■ Aufgabenstellung ■
Ziehen Sie aus den folgenden Daten jede Zeile heraus, in der die Zeichenfolge „blurred“ vorkommt. Dabei ist die Groß- und Kleinschreibung zu beachten.

■ Datensätze ■
....................
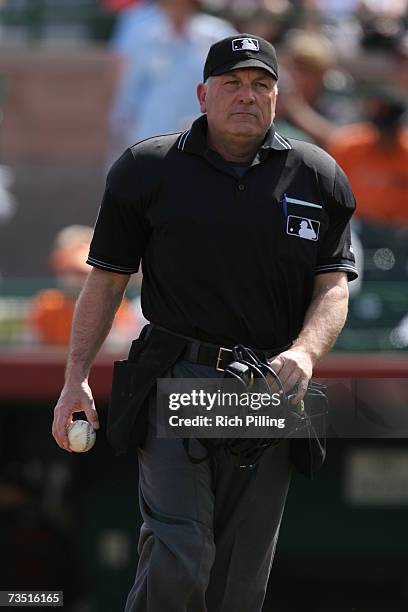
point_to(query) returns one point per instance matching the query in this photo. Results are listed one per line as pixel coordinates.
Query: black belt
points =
(212, 355)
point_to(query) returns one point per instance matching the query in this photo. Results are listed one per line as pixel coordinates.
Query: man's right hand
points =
(75, 397)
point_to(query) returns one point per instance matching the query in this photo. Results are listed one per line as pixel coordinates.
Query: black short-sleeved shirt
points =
(226, 259)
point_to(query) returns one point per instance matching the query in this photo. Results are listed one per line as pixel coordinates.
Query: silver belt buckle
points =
(219, 358)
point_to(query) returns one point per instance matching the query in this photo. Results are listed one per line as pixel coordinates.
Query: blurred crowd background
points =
(79, 81)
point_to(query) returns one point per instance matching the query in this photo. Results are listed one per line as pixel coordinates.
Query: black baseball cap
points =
(240, 51)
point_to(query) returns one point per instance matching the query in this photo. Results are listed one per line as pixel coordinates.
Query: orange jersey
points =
(51, 317)
(378, 174)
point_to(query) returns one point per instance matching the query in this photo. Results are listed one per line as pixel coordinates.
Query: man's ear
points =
(201, 95)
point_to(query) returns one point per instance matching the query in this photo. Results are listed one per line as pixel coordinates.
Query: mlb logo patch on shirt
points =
(302, 227)
(245, 44)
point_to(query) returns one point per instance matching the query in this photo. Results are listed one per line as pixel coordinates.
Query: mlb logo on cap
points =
(245, 44)
(302, 227)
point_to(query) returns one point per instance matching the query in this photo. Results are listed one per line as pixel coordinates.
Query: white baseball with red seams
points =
(81, 436)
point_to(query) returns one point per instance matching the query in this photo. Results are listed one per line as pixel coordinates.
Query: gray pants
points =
(210, 529)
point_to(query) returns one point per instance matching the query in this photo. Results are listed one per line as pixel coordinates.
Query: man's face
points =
(239, 103)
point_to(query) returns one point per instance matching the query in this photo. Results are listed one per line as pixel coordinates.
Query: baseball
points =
(81, 436)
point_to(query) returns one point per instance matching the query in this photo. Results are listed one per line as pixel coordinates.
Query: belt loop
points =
(146, 331)
(194, 351)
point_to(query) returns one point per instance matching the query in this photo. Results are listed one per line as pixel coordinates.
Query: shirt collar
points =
(194, 140)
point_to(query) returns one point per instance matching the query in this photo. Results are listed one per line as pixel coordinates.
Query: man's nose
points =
(246, 95)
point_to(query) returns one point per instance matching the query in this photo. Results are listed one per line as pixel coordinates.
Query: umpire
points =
(244, 238)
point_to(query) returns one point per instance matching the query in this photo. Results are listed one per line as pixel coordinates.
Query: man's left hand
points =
(294, 367)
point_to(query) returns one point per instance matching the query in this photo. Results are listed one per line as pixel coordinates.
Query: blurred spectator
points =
(374, 155)
(303, 110)
(163, 45)
(51, 311)
(267, 18)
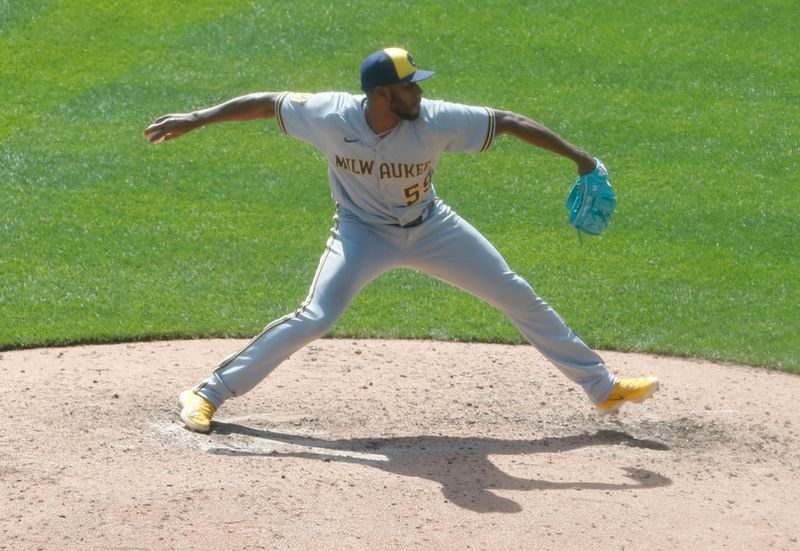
....................
■ Lösung ■
Query: blurred crowd background
Query: blurred spectator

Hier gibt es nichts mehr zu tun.